== Data records ==
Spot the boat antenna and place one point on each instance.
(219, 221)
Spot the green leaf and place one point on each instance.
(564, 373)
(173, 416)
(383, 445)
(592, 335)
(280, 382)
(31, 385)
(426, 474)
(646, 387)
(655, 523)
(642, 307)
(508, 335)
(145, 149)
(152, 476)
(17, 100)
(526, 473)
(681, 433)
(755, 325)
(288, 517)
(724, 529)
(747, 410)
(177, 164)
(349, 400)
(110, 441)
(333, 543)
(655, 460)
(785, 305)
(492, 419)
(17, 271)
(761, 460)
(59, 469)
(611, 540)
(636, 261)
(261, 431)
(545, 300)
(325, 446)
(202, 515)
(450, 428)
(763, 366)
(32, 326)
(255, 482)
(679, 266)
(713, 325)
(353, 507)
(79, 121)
===
**Exercise**
Write out all the entries exactly.

**Reply to the exercise**
Spot the boat antenna and place one point on each instance.
(219, 221)
Spot the green leaf and place one point on each instance.
(564, 373)
(173, 416)
(383, 445)
(592, 335)
(280, 382)
(31, 385)
(426, 474)
(646, 387)
(655, 523)
(642, 307)
(508, 335)
(145, 149)
(152, 476)
(17, 100)
(526, 473)
(681, 433)
(755, 325)
(288, 517)
(724, 529)
(747, 410)
(177, 164)
(349, 400)
(110, 441)
(333, 543)
(655, 460)
(785, 305)
(492, 419)
(17, 271)
(761, 460)
(59, 469)
(611, 540)
(636, 261)
(261, 431)
(545, 300)
(325, 446)
(202, 515)
(450, 428)
(763, 366)
(32, 326)
(255, 482)
(679, 266)
(713, 325)
(353, 507)
(79, 121)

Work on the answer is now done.